WHAT YOU WILL DO: Change "guitar string" to "violin string" and write out the passage of the liquid crystal elastomer text between "Lasers consist of" and "some musical instrument.", inclusive.

EXERCISE TEXT:
* * * * * * *
Kent State
University chemical physics graduate student Andrii Varanytsia demonstrates laser
emission with a liquid crystal elastomer in Professor Peter
Palffy-Muhoray’s lab at the
Liquid Crystal and
Materials Sciences Building on the university’s Kent Campus.
(December 22, 2015) Liquid
crystal elastomers (LCEs), essentially rubbers with liquid crystal properties,
can do a number of fascinating things, especially in the fields of optics,
photonics, telecommunications and medicine. They can curl up, bend, twist,
wrinkle and stretch when exposed to light, heat, gases and other stimuli.
Because they are so responsive, they are ideal for applications like artificial
muscles and blood vessels, actuators, sensors, plastic motors and drug delivery
systems. They can even be used as a mechanically tunable mirrorless “rubber”
laser.
In the College of Arts and Sciences at Kent State
University, Peter Palffy-Muhoray, Ph.D., associate director of the Glenn H. Brown
Liquid Crystal Institute® and professor of chemical physics, has been
collaborating with the world’s experts in liquid crystal elastomers research
for many years. Recently, he and his graduate assistant, Andrii Varanytsia, and
Kenji Urayama and Hama Nagai from the Kyoto Institute of Technology in Japan
developed the first type of cholesteric liquid crystal elastomers with special
properties that enable it to precisely emit laser light, without the use of
mirrors, while being stretched.
Lasers consist of cavities, typically formed by fixed
mirrors. Light bouncing between these has a characteristic frequency, just like
a guitar string of a certain length. Light-emitting material in the cavity
amplifies the light wave, which is then emitted at a precise frequency – like a
pure tone from some musical instrument.
A liquid crystal
elastomer is used as a mechanically tunable mirrorless “rubber” laser in the lab of
Peter Palffy-Muhoray, Ph.D., associate director of the Glenn H. Brown
Liquid Crystal Institute and
professor of chemical physics at Kent State
University. The elastomer has properties that enable it to
precisely emit laser light,
without the use of mirrors, while being stretched.
In 2001, Palffy-Muhoray, Bahman Taheri, Ph.D., and several
other colleagues were the first to demonstrate that they could use liquid
crystals to bounce laser light back and forth inside the material, without the
need for any external mirrors. However, accurate control of the laser emission
frequency was not possible then.
Their recent work, funded by the U.S. National Science
Foundation and Japan Society of Promotion of Science, was published on Nature.com
on Dec. 4 in an article titled “Tunable Lasing in Cholesteric Liquid Crystal
Elastomers With Accurate Measurement of Strain.”
* * * * * * *
RECORD SET:

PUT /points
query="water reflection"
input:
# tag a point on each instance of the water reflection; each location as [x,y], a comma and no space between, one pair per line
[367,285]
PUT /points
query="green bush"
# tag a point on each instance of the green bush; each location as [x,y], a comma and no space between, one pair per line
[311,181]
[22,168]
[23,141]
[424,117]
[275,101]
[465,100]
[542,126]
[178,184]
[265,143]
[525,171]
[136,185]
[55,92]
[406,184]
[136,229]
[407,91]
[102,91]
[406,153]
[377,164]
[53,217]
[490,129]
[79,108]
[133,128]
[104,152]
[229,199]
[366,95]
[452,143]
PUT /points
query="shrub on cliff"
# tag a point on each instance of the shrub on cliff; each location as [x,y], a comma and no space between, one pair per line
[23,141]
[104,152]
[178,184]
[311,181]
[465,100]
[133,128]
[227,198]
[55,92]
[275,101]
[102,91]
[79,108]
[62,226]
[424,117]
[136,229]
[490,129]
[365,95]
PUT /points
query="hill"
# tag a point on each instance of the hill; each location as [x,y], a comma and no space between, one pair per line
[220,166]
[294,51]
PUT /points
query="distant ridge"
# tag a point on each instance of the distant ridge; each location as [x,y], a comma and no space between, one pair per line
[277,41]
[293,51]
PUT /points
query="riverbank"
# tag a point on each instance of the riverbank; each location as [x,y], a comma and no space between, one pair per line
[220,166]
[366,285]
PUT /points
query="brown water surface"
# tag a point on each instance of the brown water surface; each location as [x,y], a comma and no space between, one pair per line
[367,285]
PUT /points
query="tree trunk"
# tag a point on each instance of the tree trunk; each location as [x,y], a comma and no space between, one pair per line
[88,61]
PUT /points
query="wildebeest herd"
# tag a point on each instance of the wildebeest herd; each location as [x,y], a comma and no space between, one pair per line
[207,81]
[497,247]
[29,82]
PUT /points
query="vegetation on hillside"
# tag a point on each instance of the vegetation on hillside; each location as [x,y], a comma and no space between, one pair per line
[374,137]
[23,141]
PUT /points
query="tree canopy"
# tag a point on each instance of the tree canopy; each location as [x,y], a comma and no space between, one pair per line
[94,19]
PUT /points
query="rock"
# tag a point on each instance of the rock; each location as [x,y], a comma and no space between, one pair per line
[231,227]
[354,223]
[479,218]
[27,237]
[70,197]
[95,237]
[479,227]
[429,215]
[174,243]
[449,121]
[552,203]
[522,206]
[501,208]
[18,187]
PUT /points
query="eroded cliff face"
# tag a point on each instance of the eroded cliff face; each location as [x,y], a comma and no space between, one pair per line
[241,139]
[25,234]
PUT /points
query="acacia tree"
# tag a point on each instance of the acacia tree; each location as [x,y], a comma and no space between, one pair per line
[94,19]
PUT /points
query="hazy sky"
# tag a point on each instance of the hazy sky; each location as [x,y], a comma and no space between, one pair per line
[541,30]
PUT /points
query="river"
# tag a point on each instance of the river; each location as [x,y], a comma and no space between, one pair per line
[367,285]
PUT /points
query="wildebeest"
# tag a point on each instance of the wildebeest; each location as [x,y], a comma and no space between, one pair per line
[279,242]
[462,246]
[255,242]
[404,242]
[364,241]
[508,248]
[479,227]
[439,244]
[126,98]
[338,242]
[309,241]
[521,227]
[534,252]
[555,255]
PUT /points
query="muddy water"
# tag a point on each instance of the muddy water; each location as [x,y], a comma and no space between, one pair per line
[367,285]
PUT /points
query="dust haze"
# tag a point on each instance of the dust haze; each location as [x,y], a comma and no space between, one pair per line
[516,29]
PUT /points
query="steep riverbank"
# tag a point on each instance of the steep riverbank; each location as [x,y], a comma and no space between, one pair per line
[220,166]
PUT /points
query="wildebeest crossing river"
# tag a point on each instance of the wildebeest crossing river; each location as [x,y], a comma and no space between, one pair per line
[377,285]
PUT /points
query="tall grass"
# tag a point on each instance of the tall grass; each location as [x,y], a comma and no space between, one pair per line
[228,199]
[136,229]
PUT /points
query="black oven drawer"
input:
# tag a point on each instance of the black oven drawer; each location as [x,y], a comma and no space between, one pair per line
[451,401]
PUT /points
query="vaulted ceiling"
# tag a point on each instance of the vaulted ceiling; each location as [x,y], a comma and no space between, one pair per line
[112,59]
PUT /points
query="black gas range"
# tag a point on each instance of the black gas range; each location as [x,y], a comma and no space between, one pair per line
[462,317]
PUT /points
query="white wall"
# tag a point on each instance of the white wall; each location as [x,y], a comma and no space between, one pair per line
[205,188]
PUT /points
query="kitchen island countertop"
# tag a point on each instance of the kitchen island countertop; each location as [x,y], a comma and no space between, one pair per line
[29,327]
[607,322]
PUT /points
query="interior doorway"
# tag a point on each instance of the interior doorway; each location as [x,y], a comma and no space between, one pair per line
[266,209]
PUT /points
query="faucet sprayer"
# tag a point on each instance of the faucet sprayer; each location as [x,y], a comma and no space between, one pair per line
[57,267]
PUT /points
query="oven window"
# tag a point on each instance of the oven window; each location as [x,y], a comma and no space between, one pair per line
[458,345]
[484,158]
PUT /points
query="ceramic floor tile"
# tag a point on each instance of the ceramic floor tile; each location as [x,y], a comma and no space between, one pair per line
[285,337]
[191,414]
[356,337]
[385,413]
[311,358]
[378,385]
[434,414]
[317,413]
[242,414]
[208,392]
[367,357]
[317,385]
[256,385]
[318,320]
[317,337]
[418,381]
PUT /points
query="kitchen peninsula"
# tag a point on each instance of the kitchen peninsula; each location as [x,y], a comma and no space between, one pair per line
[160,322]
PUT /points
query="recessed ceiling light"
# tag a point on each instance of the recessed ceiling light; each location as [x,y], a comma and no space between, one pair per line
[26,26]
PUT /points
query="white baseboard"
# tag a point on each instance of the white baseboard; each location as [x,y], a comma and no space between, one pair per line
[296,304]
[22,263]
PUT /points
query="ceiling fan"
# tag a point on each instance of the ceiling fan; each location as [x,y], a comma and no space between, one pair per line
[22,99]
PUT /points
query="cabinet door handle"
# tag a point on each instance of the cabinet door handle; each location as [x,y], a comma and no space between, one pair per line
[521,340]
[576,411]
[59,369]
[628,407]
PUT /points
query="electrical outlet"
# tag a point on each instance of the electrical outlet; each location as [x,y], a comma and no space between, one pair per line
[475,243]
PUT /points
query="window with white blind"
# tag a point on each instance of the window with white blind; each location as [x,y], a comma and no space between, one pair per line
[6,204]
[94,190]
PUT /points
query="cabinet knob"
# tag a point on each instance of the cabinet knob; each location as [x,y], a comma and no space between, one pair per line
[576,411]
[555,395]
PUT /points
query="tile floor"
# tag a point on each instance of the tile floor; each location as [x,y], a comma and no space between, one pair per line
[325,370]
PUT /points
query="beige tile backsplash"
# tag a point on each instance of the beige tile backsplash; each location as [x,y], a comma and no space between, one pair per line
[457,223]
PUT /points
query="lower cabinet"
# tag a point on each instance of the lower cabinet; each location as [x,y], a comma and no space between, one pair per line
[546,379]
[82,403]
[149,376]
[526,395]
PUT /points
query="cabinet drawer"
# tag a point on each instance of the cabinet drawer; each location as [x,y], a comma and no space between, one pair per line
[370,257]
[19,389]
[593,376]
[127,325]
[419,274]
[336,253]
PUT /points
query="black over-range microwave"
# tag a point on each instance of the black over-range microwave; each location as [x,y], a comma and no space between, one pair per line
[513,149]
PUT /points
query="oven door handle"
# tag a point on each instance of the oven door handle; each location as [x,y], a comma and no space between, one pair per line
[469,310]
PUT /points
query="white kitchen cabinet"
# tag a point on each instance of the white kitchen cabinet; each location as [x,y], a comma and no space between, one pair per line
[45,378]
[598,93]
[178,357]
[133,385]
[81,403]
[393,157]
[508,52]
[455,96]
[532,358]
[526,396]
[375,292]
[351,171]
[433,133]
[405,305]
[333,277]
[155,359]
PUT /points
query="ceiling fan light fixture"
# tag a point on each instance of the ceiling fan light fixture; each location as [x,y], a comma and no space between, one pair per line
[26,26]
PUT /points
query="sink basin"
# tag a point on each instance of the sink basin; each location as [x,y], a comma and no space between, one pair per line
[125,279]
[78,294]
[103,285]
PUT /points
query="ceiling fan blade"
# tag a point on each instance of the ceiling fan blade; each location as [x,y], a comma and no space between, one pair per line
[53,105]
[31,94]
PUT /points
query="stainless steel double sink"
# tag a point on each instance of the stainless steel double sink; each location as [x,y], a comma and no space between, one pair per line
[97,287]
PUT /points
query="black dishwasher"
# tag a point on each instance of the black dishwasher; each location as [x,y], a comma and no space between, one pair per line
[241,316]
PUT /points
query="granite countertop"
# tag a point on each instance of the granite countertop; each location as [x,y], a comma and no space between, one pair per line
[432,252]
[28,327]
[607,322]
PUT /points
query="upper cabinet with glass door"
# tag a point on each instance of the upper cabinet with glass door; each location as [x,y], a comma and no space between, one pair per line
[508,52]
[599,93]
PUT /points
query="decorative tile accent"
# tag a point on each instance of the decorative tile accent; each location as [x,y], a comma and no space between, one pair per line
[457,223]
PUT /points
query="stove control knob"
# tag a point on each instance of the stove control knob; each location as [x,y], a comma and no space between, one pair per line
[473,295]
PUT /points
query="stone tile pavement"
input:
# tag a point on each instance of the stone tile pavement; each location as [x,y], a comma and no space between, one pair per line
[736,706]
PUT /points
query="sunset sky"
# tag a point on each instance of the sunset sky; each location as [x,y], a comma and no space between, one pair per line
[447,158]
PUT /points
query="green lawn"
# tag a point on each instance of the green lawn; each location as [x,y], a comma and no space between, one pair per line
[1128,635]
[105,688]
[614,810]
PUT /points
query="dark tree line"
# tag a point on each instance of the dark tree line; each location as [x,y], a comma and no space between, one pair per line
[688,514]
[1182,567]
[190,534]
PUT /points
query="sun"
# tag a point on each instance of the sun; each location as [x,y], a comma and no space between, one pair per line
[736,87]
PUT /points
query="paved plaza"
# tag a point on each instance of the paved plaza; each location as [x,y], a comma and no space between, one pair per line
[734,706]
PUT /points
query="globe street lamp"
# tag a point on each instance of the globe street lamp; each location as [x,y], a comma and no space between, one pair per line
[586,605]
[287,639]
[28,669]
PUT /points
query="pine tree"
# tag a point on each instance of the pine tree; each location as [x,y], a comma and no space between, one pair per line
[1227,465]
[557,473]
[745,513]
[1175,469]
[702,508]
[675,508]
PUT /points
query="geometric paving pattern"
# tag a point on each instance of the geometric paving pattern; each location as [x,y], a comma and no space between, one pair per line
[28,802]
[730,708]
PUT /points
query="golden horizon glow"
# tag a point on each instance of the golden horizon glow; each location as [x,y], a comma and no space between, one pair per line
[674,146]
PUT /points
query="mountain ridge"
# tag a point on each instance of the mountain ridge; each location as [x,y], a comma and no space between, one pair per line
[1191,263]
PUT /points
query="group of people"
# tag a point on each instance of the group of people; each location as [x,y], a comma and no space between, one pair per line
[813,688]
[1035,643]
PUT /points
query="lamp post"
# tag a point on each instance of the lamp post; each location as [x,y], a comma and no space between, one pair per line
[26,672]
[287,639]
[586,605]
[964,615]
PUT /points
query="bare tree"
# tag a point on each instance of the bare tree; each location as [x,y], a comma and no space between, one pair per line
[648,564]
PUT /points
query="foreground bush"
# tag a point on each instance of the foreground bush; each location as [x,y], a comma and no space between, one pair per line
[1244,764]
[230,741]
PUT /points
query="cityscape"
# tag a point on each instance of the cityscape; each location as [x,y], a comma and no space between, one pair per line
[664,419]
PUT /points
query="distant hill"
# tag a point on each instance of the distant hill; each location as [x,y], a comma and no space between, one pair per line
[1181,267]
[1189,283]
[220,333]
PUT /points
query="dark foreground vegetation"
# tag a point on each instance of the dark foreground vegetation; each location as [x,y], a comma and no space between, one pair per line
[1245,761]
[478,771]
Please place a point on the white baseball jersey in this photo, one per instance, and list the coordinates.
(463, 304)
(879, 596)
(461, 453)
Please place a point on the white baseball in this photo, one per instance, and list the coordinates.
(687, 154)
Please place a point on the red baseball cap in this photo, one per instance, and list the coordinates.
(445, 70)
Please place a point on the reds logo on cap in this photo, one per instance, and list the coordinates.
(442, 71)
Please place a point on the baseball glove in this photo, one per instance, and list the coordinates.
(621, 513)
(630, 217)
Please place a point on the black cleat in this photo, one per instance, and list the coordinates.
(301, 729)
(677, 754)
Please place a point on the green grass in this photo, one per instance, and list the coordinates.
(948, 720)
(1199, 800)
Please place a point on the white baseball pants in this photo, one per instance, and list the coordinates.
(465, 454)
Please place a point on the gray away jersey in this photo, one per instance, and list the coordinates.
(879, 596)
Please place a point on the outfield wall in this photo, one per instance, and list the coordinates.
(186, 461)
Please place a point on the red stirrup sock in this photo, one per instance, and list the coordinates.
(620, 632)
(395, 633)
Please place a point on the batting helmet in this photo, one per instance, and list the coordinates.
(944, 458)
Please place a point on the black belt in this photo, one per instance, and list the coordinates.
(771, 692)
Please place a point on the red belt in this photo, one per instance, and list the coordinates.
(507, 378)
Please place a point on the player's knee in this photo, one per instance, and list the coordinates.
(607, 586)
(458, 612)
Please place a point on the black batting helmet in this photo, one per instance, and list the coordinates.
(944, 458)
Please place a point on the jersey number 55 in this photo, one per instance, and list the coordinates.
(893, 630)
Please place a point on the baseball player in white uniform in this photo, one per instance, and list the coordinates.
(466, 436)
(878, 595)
* * * * * * *
TASK ANSWER:
Lasers consist of cavities, typically formed by fixed
mirrors. Light bouncing between these has a characteristic frequency, just like
a violin string of a certain length. Light-emitting material in the cavity
amplifies the light wave, which is then emitted at a precise frequency – like a
pure tone from some musical instrument.